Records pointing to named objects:
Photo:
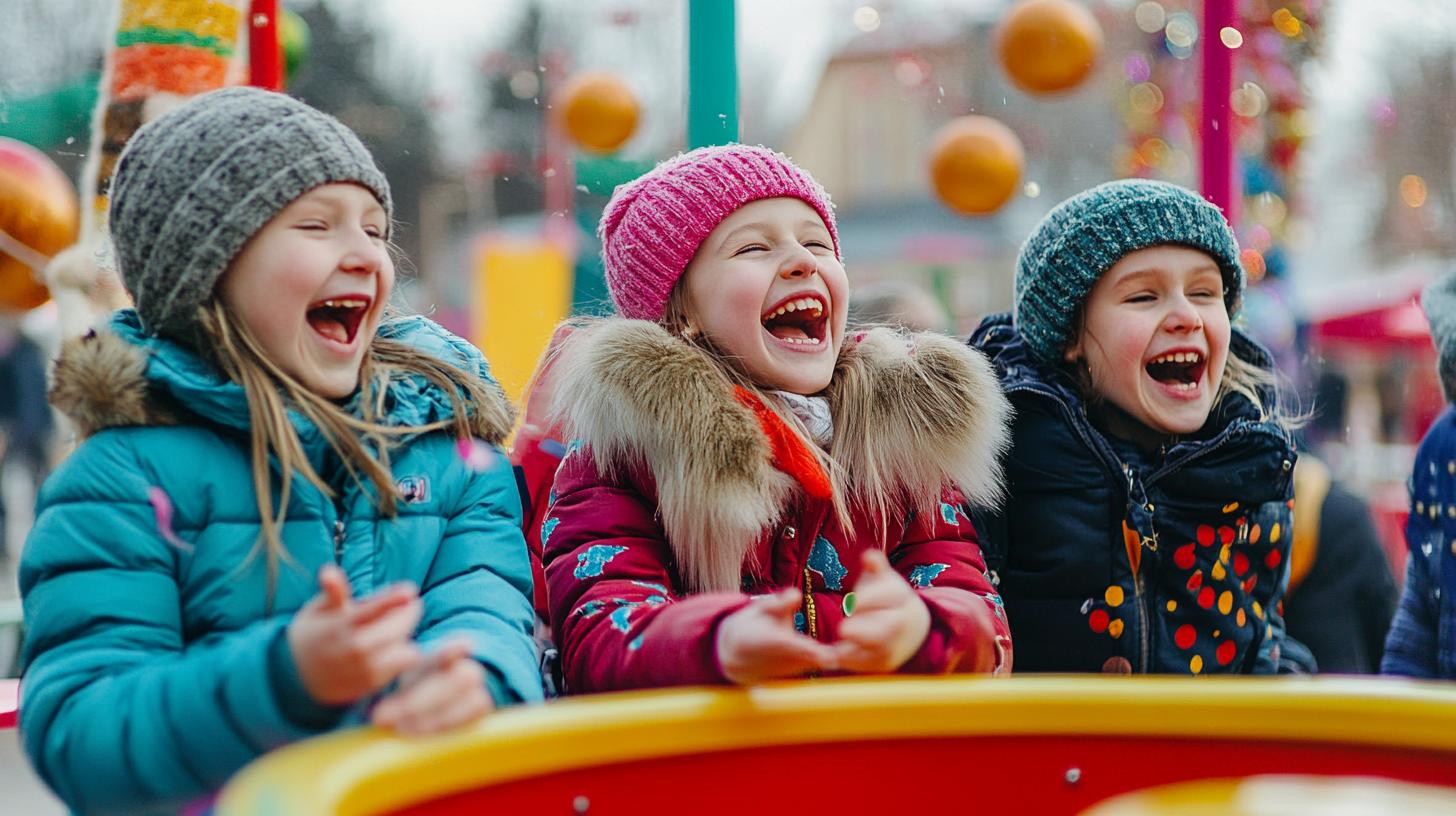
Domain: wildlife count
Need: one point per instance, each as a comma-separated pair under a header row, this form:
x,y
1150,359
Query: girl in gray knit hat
x,y
1150,469
289,504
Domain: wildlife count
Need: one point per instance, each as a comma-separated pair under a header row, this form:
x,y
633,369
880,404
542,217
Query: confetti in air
x,y
476,455
162,507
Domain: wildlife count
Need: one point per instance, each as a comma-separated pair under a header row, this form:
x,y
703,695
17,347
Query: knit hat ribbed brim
x,y
654,225
1083,236
197,182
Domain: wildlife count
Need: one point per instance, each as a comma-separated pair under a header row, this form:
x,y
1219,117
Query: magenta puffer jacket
x,y
676,504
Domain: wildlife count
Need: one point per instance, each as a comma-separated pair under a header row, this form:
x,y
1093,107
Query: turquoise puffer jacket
x,y
153,666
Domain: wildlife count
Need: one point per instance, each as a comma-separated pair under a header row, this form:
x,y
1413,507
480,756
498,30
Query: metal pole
x,y
1217,127
712,73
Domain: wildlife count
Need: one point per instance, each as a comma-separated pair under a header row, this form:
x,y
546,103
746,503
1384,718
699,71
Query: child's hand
x,y
759,643
347,649
444,691
890,621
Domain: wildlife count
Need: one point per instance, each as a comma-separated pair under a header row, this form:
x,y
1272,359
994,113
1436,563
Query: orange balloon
x,y
1049,45
597,110
40,213
976,165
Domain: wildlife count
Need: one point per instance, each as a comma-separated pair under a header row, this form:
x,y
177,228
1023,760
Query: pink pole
x,y
1216,128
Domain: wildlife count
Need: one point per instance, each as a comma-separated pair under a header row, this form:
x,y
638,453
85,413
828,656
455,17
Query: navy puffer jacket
x,y
1111,560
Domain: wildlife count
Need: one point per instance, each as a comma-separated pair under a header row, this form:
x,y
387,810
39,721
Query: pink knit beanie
x,y
653,226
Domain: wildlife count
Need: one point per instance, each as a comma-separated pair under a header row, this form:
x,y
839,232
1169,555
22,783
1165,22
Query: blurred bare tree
x,y
1418,142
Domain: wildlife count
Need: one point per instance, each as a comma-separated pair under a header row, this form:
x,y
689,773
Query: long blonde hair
x,y
363,442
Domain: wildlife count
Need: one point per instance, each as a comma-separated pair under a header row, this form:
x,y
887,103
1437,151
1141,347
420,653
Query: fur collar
x,y
101,382
913,416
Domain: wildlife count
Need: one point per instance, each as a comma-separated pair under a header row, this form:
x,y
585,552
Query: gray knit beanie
x,y
197,182
1439,303
1083,236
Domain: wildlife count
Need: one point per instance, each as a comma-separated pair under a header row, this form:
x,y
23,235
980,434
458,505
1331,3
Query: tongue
x,y
331,328
788,332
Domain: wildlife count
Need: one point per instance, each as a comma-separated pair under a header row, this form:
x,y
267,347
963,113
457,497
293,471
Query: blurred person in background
x,y
1341,593
897,303
25,427
1423,636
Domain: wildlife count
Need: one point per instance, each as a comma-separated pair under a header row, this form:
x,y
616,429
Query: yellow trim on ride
x,y
366,771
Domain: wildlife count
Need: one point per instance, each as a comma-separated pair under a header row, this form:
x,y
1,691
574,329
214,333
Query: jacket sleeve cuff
x,y
294,701
961,637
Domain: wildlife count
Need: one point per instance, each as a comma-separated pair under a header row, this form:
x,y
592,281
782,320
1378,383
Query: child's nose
x,y
800,264
1183,316
363,257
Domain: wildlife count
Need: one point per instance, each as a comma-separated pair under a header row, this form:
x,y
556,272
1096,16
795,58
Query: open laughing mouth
x,y
1178,370
338,318
801,319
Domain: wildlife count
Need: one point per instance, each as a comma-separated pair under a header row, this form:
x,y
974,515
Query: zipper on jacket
x,y
1143,637
338,541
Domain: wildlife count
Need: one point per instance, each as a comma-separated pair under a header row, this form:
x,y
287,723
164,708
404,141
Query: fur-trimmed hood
x,y
120,376
915,414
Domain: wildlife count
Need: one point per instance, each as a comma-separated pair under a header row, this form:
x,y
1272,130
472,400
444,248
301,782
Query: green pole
x,y
712,73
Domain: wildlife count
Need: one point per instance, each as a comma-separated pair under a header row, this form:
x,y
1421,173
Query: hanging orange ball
x,y
40,217
597,111
1049,45
976,165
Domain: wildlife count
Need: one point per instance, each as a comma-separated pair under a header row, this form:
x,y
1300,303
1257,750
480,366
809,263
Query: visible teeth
x,y
1178,357
795,305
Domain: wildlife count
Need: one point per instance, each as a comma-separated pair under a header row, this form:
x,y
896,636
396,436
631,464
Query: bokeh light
x,y
1248,101
1181,31
1137,69
1413,191
1146,98
1287,24
1254,265
1150,16
867,18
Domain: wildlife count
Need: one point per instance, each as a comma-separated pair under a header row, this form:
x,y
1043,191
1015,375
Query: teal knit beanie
x,y
1083,236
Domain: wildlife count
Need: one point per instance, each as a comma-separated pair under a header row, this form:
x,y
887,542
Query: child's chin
x,y
797,382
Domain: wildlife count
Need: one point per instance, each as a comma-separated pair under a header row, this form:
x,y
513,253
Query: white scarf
x,y
813,411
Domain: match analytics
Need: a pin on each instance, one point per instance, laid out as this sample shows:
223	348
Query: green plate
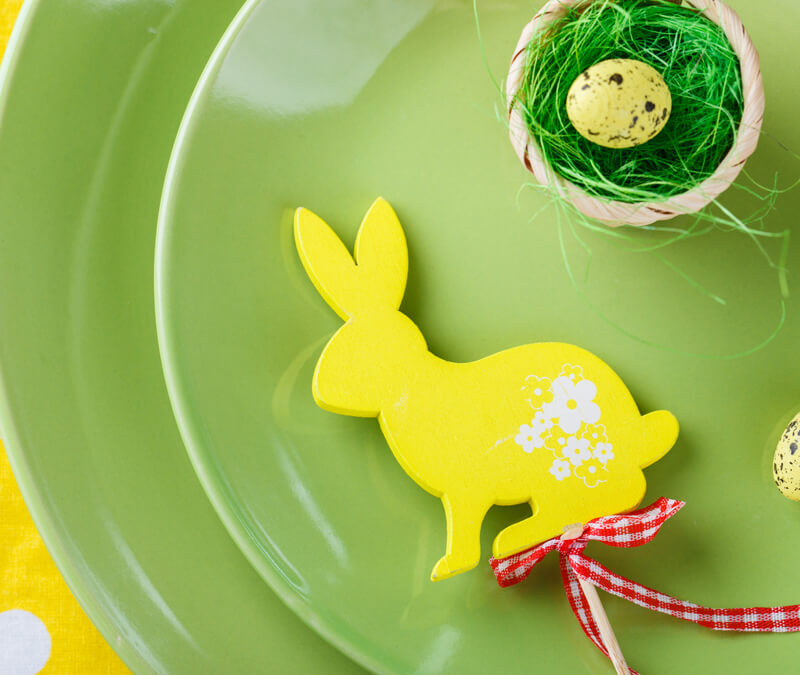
92	95
330	105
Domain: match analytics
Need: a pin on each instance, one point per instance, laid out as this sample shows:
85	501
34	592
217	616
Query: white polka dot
24	643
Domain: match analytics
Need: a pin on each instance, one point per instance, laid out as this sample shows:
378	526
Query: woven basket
616	213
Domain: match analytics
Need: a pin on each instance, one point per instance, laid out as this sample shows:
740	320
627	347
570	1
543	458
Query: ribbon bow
626	531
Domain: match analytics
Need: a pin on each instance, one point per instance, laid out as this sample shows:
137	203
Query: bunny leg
521	535
464	515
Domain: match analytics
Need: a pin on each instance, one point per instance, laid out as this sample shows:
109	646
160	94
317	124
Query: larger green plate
328	105
92	95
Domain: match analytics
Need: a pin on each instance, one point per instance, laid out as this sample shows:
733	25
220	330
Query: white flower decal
573	404
577	450
603	452
567	424
529	438
560	469
541	423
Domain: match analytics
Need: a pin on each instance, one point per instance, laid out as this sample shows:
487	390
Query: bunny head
359	369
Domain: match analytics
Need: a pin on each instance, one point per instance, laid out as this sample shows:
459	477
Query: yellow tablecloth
42	627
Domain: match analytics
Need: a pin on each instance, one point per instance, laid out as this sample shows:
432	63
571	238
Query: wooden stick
599	612
604	626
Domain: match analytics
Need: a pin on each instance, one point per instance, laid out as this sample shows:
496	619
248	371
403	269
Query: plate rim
199	460
12	440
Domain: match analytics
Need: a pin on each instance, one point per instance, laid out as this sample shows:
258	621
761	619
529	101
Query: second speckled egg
619	103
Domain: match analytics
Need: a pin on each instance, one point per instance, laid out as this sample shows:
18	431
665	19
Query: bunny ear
378	281
382	255
327	261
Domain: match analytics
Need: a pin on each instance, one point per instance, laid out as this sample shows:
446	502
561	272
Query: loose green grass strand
723	109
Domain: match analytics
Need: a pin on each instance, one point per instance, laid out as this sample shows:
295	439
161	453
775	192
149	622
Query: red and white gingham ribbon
629	530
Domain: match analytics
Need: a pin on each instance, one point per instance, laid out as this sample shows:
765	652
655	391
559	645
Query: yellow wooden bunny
549	424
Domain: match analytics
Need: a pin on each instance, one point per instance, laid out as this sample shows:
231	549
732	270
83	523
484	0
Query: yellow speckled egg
786	467
619	103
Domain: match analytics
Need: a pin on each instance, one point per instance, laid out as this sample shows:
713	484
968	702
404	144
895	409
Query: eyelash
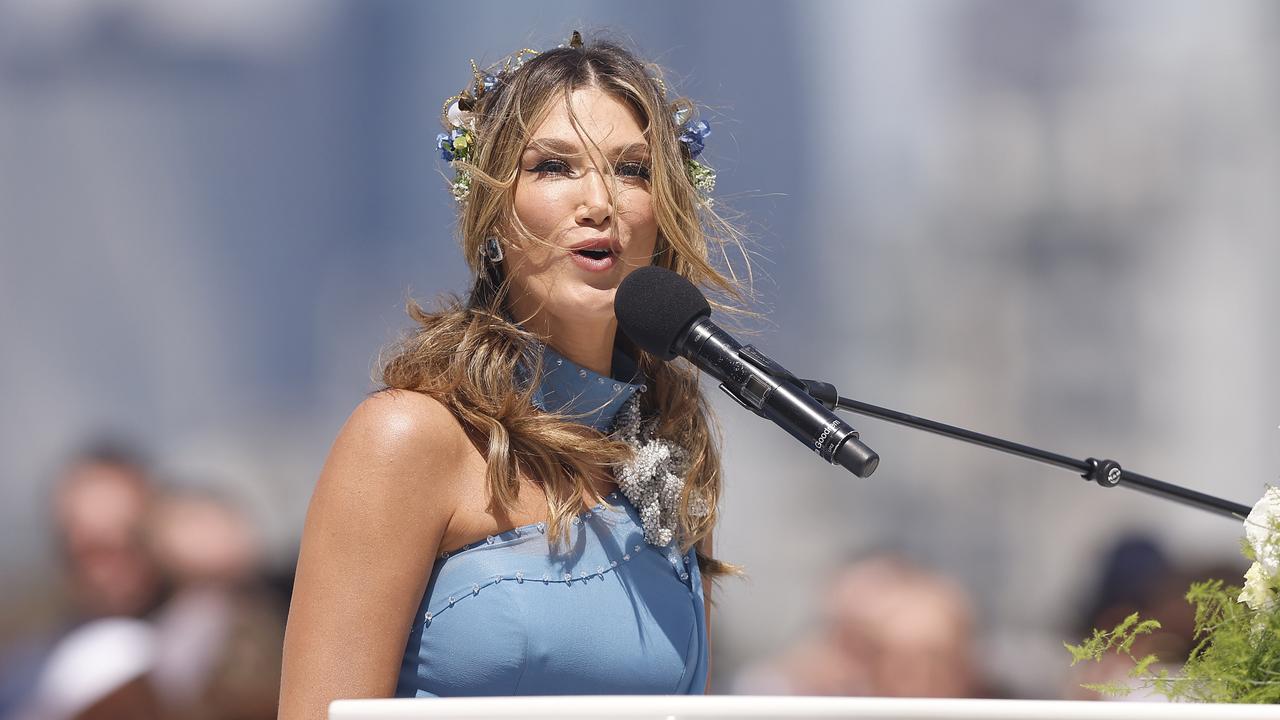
626	169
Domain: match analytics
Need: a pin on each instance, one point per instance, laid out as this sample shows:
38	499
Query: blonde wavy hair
467	354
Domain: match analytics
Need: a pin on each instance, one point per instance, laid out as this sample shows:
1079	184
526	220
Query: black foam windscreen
654	305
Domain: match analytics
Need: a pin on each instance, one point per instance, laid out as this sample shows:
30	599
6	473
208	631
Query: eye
553	167
634	171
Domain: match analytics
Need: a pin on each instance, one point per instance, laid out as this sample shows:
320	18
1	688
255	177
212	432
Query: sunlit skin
562	197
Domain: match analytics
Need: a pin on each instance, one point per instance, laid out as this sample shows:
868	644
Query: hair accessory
458	114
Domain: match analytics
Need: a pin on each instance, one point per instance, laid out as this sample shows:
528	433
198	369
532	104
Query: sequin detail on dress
654	477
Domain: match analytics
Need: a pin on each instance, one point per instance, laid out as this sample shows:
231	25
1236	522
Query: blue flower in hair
694	136
444	145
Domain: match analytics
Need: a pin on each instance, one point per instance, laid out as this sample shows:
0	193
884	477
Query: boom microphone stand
1106	473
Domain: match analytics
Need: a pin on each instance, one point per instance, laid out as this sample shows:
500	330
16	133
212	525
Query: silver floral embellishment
654	477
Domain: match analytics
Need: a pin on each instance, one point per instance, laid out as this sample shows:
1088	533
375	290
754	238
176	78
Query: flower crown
458	115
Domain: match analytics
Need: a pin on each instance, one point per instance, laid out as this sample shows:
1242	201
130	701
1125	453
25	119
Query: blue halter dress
602	614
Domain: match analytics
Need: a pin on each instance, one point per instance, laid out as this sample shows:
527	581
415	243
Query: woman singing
528	506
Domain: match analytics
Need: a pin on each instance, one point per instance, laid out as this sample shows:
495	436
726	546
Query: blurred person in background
485	505
1137	577
99	506
219	636
888	629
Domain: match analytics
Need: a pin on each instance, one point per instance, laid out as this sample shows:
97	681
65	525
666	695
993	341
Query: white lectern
731	707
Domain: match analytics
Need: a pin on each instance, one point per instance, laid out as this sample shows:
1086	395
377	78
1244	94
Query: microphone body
766	388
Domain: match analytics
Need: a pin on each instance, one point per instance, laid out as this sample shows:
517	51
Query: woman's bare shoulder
400	438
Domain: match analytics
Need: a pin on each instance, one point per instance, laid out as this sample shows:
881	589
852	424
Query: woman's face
586	238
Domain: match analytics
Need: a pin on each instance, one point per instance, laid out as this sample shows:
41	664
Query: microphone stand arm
1106	473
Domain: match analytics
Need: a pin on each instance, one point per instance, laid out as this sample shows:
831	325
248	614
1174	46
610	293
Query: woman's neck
590	345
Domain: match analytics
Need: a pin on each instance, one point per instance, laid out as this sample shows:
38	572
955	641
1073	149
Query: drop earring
492	250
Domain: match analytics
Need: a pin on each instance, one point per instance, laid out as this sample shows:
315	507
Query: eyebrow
565	147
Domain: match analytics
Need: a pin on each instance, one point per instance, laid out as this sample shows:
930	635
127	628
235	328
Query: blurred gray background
1052	222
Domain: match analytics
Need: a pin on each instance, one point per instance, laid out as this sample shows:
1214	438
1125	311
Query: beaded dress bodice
603	613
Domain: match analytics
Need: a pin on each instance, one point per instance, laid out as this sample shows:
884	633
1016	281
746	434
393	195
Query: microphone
666	315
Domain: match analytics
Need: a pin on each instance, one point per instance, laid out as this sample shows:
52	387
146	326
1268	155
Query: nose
597	203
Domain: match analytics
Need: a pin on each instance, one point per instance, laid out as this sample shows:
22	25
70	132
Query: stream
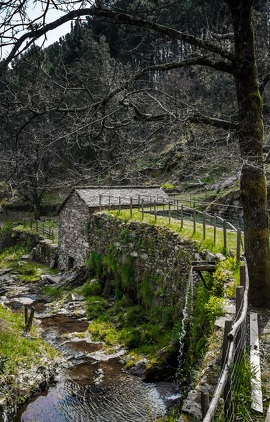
91	383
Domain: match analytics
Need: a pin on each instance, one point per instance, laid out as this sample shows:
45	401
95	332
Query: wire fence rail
173	210
223	406
234	344
44	228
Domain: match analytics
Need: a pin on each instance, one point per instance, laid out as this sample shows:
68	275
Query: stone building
75	211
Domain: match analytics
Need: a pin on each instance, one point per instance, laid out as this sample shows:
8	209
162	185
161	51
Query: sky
34	11
52	36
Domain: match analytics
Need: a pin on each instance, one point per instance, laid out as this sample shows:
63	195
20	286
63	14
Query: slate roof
109	195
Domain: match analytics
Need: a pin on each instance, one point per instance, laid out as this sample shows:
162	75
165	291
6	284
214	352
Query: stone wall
158	256
72	236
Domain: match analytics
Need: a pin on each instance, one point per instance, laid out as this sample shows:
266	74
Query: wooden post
25	314
204	403
225	345
238	246
182	216
256	384
204	225
243	276
131	206
30	320
225	234
268	415
227	395
99	202
240	336
239	300
215	229
194	221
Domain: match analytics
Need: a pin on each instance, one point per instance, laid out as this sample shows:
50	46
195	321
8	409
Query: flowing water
187	312
91	385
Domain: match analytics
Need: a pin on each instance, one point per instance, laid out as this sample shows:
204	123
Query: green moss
17	350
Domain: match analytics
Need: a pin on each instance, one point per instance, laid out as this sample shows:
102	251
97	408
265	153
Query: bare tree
233	54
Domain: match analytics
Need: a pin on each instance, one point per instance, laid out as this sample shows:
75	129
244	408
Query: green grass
50	227
16	350
187	232
27	271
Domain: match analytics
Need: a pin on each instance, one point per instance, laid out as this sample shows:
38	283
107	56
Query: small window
70	262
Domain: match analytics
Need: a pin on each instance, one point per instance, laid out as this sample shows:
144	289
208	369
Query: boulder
74	277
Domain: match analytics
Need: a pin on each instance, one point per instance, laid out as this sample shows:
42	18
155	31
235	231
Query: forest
139	92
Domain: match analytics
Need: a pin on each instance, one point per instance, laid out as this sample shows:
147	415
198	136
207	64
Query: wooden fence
174	210
234	342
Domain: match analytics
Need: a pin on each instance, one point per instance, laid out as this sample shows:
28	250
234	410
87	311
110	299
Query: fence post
119	204
182	216
215	228
243	276
238	247
131	206
227	395
155	210
25	314
225	234
227	329
204	221
194	221
204	403
30	319
240	336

[Written request] Find every line in the material that contains the string "green", matching case exactly, and copy each of those lines.

[Solution]
Query: green pole
Query: green plate
Query: larger green plate
Query: loose green grass strand
Query: green moss
Query: green grass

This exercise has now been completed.